ENTRIES —

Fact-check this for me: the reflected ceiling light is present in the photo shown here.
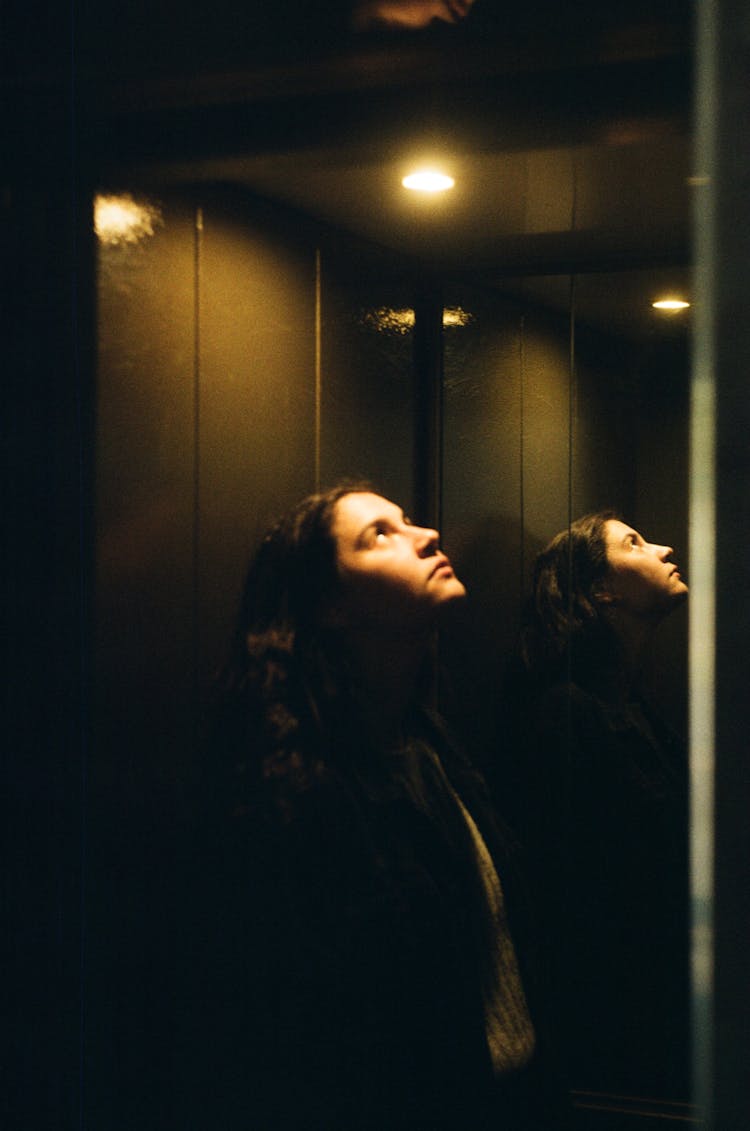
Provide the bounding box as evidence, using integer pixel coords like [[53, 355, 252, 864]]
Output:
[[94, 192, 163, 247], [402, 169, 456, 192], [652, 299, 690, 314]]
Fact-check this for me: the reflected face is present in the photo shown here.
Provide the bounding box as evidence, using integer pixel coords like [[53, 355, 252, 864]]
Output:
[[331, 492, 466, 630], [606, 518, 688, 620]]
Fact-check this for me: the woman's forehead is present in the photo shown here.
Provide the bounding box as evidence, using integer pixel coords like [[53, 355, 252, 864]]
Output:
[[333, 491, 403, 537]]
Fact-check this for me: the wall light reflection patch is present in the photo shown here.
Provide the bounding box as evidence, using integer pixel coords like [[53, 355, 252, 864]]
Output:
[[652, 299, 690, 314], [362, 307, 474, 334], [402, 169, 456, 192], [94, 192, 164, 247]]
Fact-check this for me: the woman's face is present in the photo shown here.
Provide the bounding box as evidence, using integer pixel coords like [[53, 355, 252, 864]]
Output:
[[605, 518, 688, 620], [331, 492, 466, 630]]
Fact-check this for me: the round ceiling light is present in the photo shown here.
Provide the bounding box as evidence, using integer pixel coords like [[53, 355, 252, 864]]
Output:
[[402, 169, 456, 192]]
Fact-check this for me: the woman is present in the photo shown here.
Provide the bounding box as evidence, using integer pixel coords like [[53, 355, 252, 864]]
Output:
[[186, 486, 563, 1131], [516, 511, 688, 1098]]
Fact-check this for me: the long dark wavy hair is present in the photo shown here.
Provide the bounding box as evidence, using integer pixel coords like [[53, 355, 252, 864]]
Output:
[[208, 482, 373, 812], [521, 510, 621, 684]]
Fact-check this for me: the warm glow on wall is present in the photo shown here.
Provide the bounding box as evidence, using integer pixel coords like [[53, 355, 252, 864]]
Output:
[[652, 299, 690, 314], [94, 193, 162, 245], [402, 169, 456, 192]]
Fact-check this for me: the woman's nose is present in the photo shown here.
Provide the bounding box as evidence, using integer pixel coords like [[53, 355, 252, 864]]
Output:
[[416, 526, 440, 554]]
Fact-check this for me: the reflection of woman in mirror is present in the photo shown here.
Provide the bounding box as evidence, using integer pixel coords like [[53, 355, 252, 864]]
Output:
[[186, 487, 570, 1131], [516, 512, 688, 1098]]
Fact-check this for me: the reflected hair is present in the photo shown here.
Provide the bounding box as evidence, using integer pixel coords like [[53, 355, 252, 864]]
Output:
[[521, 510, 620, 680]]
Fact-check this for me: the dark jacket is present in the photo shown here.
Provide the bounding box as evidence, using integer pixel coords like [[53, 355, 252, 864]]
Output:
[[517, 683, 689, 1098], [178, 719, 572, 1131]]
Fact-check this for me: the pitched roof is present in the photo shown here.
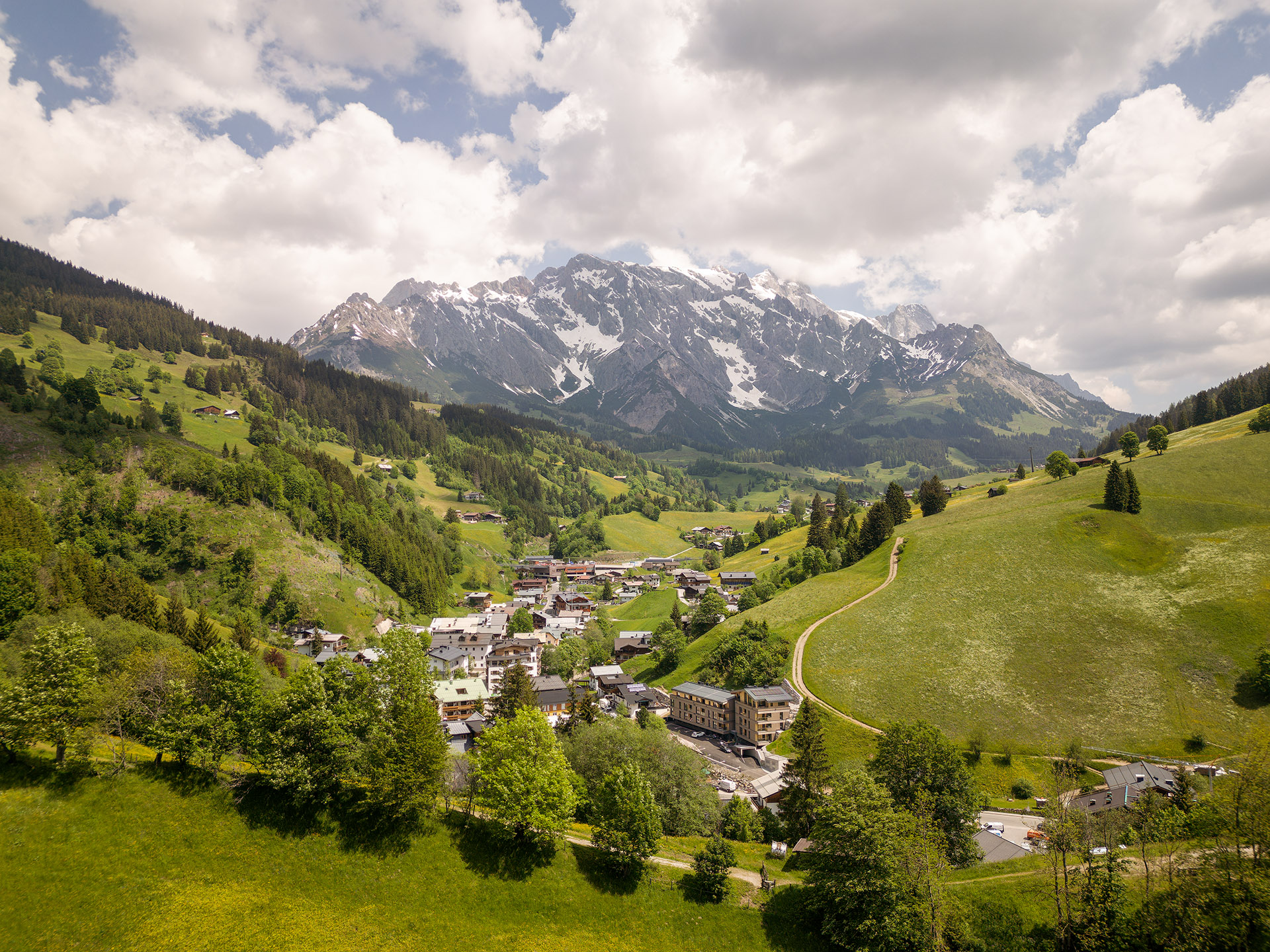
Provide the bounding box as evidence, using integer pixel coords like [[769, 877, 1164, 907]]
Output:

WHAT YOU HAVE TO DO —
Report every line of the material above that contains the word "wall".

WORKED SOLUTION —
Fact-check this for me: the wall light reflection patch is present in the photo shown here.
Fact-check this for me: the warm glow on wall is present in the photo shown here.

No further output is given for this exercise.